95 thèses : Réflexions à poursuivre

jeudi 17 janvier 2013, par :

Pour un dialogue sur ces 95 thèses.
Les chiffres (en principe numéros de la thèse) signalent des citations tirées des 95 thèses
Les tirets initiaux suivis d’italiques (si les italiques sont bien restitués) signalent les réflexions que je vous propose.

1. Le choix de 95 thèses :
 une vocation à parler pour le protestantisme tout entier, malgré les précautions du préambule ? une réforme dans la Réforme ? Il est pourtant difficile de trouver dans la Bible de quoi nourrir un tournant culturel (une mode ?) qui pourrait s’alimenter plus facilement à des traditions très éloignées du christianisme, hindoues par exemple (les Hijras).

2. « Cette inclusivité concerne notamment l’accueil des minorités sexuelles » :
 les « minorités sexuelles » (en français cette expression signifiait jusqu’ici quelque chose comme « impubères ») ne sont pas les parias ni les exclus de no(tre)(s) société(s), et ce n’est pas elles qu’on rencontre gîtant sous les ponts. Dans nos Églises en France, leurs membres sont déjà accueillis comme n’importe quel autre fidèle. La difficulté d’être, et d’être ou de se sentir reconnu, quant à elle, déborde très largement les diverses formes de l’altérité de genre. Quant à l’exclusion réelle : pas plus tard qu’hier (12 janvier) la police française débarquait sans crier gare et déchargeait en pleine figure de femmes et d’enfants son gaz lacrymogène dans un camp de Roms de la banlieue de Lyon (lu sur Mediapart)… Oui, vous avez bien lu : la police de notre gouvernement socialiste si ouvert aux « minorités ».

3. « Polarité homme-femme » :
 elle est structurante, autant du réel que du symbolique. La nier c’est nier la différence, nier l’altérité, nier (presque toujours, y compris en le phagocytant) le féminin : vieux rêve, dont l’Occident n’est pas le seul porteur, et dont le potentiel génocidaire se lit dans l’ahurissant déséquilibre actuel entre les naissances de filles et les naissances de garçons en Chine ou en Inde.

4. « L’invocation de la Loi et de l’Évangile » :
 la loi n’interdit plus l’homosexualité (les trans* seuls peuvent rencontrer un problème non d’interdiction, mais de reconnaissance civile d’identité sexuée), l’Évangile n’en parle pas, sauf pour la condamner en Rm 1, et s’il était possible d’y lire quelque chose qui en parle en dehors de cette condamnation-là (qui s’ajoute à celle du Lévitique), il faudrait mettre en avant la loi de l’amour, qui n’a rien à voir pourtant avec la sexualité comme telle. Les indications concernant le mariage ne portent que sur l’union de l’homme et de la femme. S’il n’y a pas lieu de suivre ces indications dans le détail de la lettre, en suivre l’esprit ne consiste pourtant pas à les ignorer purement et simplement quand on se réclame de la Bible.
::::
VOTRE TÂCHE
Recopiez à l'identique le passage du texte sur les 95 thèses qui va de « 1. Le choix » à « exemple (les Hijras). ».

DONNÉES FOURNIES
::::
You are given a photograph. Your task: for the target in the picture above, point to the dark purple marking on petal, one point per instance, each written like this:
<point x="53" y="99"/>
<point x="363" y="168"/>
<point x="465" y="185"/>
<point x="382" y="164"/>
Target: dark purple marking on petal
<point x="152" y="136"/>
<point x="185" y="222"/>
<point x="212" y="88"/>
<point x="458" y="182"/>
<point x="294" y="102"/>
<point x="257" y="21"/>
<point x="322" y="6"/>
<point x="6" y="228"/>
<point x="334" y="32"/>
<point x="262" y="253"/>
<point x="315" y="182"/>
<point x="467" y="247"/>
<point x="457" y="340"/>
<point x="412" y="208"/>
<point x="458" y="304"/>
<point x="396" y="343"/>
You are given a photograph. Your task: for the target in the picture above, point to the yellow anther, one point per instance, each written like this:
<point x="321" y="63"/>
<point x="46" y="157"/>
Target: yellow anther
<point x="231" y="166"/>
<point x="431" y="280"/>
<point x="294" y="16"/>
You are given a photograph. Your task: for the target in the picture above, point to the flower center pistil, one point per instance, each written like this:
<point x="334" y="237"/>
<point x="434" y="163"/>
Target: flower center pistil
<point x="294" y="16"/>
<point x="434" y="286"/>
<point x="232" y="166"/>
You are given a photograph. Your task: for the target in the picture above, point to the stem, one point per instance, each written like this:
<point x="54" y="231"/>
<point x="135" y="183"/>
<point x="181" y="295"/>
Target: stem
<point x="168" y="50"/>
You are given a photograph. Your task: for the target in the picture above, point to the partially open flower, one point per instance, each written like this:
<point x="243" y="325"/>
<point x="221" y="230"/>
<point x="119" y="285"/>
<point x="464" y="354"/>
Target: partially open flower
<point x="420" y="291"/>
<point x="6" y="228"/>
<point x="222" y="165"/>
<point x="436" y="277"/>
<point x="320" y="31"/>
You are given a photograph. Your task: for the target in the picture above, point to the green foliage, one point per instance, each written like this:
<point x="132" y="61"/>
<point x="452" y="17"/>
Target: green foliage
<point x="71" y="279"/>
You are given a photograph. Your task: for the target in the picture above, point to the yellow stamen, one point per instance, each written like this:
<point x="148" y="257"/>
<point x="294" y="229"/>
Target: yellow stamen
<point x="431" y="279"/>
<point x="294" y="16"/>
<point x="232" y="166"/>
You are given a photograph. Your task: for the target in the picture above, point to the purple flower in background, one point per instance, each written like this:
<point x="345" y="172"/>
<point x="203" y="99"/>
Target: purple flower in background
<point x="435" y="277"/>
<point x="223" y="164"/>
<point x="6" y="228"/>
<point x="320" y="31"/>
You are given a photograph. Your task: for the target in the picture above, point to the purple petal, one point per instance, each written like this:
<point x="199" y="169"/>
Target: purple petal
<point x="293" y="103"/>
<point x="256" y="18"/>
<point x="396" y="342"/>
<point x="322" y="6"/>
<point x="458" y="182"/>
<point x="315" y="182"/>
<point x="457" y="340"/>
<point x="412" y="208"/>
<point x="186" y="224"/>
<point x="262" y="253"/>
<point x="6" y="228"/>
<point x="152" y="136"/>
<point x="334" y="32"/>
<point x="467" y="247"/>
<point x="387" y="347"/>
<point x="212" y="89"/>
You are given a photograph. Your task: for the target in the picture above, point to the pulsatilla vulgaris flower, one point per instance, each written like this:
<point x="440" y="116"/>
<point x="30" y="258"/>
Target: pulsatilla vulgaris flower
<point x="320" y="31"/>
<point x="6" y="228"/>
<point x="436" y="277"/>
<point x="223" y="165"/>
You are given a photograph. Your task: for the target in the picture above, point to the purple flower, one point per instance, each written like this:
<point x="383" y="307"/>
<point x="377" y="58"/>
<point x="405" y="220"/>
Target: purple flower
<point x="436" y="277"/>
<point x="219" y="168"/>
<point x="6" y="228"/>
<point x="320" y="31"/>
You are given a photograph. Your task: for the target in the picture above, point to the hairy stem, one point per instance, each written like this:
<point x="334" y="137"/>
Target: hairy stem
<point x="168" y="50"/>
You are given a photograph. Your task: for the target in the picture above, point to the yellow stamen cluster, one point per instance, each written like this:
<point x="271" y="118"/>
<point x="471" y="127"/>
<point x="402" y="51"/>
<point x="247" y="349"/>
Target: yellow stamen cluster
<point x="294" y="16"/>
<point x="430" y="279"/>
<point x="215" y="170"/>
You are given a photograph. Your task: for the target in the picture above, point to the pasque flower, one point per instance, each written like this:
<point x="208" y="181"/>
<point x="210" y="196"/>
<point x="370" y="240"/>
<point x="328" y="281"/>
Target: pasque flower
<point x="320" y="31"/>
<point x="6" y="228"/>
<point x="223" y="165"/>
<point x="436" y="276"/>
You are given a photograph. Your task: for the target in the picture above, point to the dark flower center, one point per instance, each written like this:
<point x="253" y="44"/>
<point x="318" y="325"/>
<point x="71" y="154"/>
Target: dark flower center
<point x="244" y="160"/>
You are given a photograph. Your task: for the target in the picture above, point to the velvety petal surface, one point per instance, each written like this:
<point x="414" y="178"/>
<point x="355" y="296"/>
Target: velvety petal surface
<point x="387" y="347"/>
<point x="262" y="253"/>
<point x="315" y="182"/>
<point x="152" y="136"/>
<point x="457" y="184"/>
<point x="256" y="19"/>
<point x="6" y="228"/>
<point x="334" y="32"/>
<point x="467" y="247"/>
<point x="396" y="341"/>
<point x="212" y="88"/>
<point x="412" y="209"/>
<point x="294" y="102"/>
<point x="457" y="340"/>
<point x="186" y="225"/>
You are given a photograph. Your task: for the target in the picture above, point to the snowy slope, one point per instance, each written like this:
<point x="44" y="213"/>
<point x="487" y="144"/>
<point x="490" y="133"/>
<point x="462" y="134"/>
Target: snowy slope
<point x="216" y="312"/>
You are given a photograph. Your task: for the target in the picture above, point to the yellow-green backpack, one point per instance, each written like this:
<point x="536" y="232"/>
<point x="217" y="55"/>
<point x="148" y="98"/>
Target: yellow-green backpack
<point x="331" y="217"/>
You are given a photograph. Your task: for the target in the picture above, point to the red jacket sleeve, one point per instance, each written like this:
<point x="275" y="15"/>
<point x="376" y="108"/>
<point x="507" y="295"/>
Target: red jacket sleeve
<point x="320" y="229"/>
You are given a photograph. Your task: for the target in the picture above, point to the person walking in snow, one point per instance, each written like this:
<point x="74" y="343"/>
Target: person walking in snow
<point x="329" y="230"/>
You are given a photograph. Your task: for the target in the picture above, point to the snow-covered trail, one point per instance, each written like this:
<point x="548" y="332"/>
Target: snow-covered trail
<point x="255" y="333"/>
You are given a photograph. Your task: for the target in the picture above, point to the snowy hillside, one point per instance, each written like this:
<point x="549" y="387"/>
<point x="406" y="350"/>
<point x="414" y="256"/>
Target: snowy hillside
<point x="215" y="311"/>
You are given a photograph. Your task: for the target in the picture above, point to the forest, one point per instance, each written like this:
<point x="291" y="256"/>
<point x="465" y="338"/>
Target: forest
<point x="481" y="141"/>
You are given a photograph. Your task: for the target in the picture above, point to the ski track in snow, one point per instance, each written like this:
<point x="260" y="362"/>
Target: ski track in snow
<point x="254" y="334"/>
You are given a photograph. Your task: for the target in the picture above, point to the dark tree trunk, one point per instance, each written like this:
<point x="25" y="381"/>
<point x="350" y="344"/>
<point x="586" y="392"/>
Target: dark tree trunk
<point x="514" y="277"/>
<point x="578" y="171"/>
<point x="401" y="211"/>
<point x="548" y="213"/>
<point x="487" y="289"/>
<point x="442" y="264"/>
::::
RÉSULTAT ATTENDU
1. Le choix de 95 thèses :
 une vocation à parler pour le protestantisme tout entier, malgré les précautions du préambule ? une réforme dans la Réforme ? Il est pourtant difficile de trouver dans la Bible de quoi nourrir un tournant culturel (une mode ?) qui pourrait s’alimenter plus facilement à des traditions très éloignées du christianisme, hindoues par exemple (les Hijras).